== EXCERPT PROVIDED ==

The District Court for the Eastern District of Michigan recently
dismissed antitrust claims brought by the City of Pontiac against
Blue Cross Blue Shield of Michigan's practice of requiring
hospitals to enter into "MFN-Plus" contracts, which was
alleged to have significantly raised prices to Blue Cross's
competitors. City of Pontiac v. Blue Cross Blue Shield of
Michigan, 2:11-cv-10276, Mem. Opinion and Order Regarding Blue
Cross Blue Shield of Michigan's Motion to Dismiss (E.D. Mich.
Mar. 30, 2012) ("Order"). The City's complaint was a
follow-on to an antitrust suit filed by the U.S. Department of
Justice and the Michigan Attorney General in the same Court,
alleging Sherman Act violations of the same nature as set forth in
the City's complaint. Despite the fact, however, that the
DOJ's allegations were deemed to state viable antitrust claims,
the same Court dismissed the City's complaint under both
per se and rule of reason analyses.
Blue Cross is the largest commercial health insurance provider
in Michigan, covering more than 60% of the commercially-insured
population, and insures more than nine times as many Michigan
residents as its next largest commercial health insurance
competitor. Blue Cross has sought to include most-favored-nations
clauses in many of its contracts with hospitals. The MFN-Plus
clauses require the hospitals to charge some or all other
commercial insurers more than the hospitals charge Blue Cross,
typically by a much higher margin, ranging from 23% to 39%.
Moreover, Blue Cross has sought and obtained MFN-Plus in many
hospital contracts in exchange for increases in the prices Blue
Cross pays for that hospital's services. In these instances,
the City of Pontiac alleged, Blue Cross purchased protection from
competition by other insurers by causing hospitals to raise the
minimum prices charged to those competitors, but in doing so has
also increased Blue Cross's own costs. The City alleged that
these MFNs have caused many hospitals to: "(1) raise prices to
Blue Cross's competitors and all non-Blue Cross purchasers and
insured by substantial amounts; or (2) demand prices that are too
high to allow competitors to compete, effectively excluding them
from the market." (Order, at 3).
In opposing Blue Cross's motion to dismiss, the City
principally argued that its antitrust claims were properly
evaluated under the per se violation standard. The Court,
however, disagreed, holding that all vertical price restraints
between entities at different levels of the market structure are to
be judged under the rule of reason standard. (Id. at 13).
As Blue Cross and the hospitals were at different level of the
market structure – i.e., Blue Cross as the
purchaser of hospital services – the per se rule
did not apply.

===

WORK REQUEST 1: According to the case summary, what share of Michigan's commercially-insured population does Blue Cross cover?
WORK REQUEST 2: Please transcribe the passage of the case summary that starts at the words "The District Court" and stops after "Dismiss (E.D. Mich.".

== STORED DATA ==

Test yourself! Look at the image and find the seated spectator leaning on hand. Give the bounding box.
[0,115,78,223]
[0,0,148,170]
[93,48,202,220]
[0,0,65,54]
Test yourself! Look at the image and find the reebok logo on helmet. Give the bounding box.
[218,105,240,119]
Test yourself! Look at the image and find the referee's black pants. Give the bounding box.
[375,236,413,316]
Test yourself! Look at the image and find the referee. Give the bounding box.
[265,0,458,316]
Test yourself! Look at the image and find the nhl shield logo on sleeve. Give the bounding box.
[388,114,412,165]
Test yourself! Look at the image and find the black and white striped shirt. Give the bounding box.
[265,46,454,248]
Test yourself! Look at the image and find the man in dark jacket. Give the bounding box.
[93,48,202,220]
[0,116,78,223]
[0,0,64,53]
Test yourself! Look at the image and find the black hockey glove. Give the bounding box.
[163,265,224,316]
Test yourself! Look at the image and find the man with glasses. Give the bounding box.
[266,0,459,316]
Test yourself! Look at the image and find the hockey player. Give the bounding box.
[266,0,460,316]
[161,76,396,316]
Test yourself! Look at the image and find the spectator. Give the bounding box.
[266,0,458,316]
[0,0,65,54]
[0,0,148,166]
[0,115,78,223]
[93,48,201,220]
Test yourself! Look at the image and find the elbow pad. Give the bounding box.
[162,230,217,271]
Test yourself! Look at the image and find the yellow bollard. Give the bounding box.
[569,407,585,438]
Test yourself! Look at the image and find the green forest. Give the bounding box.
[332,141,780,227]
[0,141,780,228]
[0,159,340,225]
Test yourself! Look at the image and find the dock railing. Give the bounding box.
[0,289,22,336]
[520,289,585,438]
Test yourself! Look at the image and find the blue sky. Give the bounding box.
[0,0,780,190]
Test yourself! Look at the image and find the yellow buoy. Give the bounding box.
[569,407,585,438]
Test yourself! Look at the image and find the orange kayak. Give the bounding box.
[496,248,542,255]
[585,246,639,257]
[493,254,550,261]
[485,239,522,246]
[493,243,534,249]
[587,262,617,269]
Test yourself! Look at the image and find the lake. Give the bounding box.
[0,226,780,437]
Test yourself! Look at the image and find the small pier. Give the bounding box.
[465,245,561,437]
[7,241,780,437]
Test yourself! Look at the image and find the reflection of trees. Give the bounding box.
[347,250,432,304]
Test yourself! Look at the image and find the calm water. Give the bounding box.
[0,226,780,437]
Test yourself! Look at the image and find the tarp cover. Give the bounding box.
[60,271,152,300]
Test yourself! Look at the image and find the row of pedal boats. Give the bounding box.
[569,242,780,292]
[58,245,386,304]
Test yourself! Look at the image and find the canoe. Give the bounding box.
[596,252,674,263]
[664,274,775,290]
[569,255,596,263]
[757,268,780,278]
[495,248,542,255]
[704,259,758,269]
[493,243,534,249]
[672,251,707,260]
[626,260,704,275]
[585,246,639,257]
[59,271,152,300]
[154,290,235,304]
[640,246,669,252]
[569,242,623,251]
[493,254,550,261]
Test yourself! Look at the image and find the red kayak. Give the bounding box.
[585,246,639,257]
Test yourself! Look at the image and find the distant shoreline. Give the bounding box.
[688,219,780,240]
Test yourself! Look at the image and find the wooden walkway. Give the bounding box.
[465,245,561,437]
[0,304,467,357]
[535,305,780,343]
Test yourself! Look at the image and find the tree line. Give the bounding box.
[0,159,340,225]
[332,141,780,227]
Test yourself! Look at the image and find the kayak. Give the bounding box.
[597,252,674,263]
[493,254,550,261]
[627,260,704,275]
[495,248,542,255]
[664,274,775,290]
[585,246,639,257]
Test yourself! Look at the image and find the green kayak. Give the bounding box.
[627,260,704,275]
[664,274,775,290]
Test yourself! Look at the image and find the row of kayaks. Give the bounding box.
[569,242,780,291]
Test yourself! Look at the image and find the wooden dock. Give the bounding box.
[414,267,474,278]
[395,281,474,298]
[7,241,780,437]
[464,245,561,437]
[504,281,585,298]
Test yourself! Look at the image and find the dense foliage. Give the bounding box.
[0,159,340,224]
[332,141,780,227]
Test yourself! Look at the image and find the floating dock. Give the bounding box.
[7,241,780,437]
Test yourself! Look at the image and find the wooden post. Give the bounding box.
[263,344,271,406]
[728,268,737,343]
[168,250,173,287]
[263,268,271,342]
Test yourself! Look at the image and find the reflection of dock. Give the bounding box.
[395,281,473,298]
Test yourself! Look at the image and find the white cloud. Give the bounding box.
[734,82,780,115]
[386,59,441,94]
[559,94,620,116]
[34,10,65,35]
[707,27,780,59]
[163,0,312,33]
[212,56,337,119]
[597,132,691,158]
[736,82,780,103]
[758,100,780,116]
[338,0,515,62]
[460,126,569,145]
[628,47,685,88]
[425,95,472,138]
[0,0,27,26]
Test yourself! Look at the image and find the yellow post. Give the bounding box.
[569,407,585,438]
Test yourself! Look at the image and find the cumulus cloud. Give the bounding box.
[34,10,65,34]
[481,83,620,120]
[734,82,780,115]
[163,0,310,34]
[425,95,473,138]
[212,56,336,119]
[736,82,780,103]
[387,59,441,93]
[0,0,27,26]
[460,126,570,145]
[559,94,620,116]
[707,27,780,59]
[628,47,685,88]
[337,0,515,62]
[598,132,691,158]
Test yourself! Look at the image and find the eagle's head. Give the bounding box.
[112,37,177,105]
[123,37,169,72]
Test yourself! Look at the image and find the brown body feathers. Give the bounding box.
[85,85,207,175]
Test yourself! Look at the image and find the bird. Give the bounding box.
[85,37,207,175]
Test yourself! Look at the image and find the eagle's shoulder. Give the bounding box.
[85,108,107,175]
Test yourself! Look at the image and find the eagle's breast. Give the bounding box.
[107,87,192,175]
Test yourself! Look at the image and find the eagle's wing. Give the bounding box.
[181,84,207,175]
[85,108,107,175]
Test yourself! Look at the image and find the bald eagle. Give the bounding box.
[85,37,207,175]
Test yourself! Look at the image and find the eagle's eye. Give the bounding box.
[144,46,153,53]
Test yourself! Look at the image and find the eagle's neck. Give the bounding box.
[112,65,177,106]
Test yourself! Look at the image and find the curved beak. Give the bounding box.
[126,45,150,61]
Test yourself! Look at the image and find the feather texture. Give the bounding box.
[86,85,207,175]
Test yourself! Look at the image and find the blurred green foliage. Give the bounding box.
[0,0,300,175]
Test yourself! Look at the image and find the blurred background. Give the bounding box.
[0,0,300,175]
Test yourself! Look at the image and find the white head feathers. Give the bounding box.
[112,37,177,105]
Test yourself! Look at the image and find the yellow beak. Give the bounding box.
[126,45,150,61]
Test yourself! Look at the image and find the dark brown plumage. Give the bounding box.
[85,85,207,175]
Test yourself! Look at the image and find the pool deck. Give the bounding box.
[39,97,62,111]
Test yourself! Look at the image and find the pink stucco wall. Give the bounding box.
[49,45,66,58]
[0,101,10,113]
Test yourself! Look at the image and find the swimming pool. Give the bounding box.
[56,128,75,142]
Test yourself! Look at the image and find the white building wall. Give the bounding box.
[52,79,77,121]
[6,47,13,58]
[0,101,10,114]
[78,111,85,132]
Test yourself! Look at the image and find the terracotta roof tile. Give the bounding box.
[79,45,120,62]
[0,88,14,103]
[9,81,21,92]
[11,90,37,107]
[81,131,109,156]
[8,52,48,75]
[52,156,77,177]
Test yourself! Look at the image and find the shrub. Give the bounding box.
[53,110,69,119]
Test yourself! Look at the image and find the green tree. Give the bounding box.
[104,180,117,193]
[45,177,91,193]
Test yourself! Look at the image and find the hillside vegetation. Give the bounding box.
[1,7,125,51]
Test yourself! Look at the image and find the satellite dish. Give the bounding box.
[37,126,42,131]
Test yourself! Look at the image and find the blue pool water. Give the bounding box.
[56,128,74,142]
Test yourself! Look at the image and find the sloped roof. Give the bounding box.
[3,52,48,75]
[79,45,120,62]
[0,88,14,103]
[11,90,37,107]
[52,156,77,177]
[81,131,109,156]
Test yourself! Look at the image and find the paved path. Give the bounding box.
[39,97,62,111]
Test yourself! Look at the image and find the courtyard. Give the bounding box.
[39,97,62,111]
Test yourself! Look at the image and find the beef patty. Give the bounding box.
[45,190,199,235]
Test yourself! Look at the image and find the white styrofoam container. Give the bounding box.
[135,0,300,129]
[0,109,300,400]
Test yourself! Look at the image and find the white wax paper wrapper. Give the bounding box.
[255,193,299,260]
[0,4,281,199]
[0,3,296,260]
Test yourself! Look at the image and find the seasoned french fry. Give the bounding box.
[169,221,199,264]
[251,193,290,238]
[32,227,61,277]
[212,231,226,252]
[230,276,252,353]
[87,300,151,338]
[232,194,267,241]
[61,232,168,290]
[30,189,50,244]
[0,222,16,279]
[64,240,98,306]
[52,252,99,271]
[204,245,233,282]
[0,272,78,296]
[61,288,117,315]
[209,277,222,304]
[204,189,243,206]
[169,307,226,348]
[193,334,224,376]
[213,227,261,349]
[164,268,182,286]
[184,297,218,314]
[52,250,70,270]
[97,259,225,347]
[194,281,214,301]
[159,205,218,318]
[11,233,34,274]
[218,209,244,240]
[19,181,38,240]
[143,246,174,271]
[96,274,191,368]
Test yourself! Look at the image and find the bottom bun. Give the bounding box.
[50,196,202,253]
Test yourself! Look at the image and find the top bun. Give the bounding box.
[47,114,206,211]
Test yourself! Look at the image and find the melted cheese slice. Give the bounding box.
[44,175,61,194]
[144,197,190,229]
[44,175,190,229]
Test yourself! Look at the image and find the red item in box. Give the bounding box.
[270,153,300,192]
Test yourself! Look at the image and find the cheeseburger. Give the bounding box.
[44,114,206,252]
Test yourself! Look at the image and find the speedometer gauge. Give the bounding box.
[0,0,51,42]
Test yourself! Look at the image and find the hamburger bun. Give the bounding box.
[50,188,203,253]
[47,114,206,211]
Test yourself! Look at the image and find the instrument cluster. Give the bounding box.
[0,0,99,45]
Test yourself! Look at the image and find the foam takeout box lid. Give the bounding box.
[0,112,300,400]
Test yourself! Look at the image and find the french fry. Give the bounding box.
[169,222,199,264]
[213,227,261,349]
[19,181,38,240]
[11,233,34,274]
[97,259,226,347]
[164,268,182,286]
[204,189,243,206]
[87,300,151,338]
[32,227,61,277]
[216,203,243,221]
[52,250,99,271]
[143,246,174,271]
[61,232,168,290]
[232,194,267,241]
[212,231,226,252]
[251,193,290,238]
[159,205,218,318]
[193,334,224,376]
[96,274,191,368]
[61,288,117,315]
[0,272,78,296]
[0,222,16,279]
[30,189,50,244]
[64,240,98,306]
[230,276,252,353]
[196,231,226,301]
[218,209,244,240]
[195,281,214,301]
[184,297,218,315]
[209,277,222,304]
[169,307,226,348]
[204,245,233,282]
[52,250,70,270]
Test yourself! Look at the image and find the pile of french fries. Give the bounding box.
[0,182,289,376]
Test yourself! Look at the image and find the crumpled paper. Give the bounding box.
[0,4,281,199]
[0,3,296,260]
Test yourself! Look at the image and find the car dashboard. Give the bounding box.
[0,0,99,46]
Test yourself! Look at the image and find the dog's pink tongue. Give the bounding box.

===

YOUR RESPONSE 1: More than 60%

YOUR RESPONSE 2:
The District Court for the Eastern District of Michigan recently
dismissed antitrust claims brought by the City of Pontiac against
Blue Cross Blue Shield of Michigan's practice of requiring
hospitals to enter into "MFN-Plus" contracts, which was
alleged to have significantly raised prices to Blue Cross's
competitors. City of Pontiac v. Blue Cross Blue Shield of
Michigan, 2:11-cv-10276, Mem. Opinion and Order Regarding Blue
Cross Blue Shield of Michigan's Motion to Dismiss (E.D. Mich.